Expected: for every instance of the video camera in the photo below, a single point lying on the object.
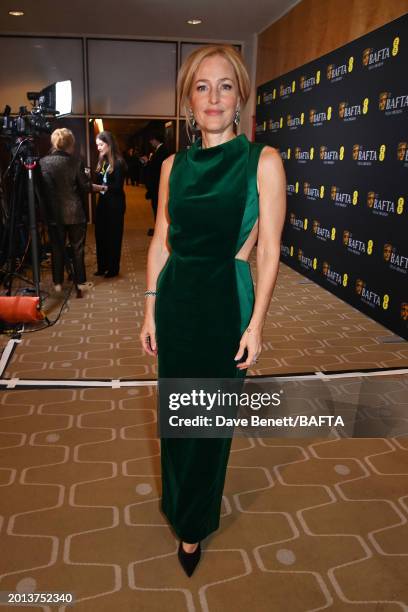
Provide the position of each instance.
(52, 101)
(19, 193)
--
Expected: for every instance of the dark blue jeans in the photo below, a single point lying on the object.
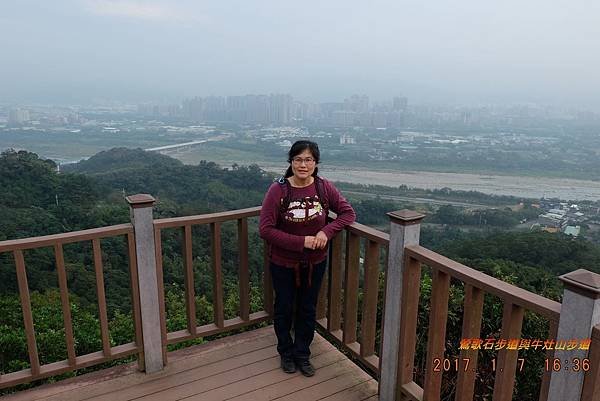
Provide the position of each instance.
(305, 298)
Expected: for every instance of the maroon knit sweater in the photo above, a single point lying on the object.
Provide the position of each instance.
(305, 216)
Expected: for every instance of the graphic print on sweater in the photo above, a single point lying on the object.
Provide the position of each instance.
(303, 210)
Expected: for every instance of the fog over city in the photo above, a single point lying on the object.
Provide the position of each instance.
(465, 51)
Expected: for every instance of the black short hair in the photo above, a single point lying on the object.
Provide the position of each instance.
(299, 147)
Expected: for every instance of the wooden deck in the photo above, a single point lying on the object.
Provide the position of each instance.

*REQUIREMENT*. Above are the records; from them, give again exactly the lines from the one containing "Expected: for every instance of the maroon" to the one containing "Expected: for every instance of the black", both lines included, and nothing more.

*EXERCISE ANSWER*.
Expected: for every instance of the maroon knit sweater in the photo above, a single point lying on the object.
Provide the position of each instance.
(305, 216)
Expected: for every instance of the graphic print on sweater in the photo above, a single point lying on the object.
Provide the position of each instance.
(303, 210)
Expected: for every instance of the fog over city in the photo above, a single point lying on the object.
Provide the position of each instance.
(465, 51)
Expected: for every instance of the black short hair in the photo above, a single point lying on the object.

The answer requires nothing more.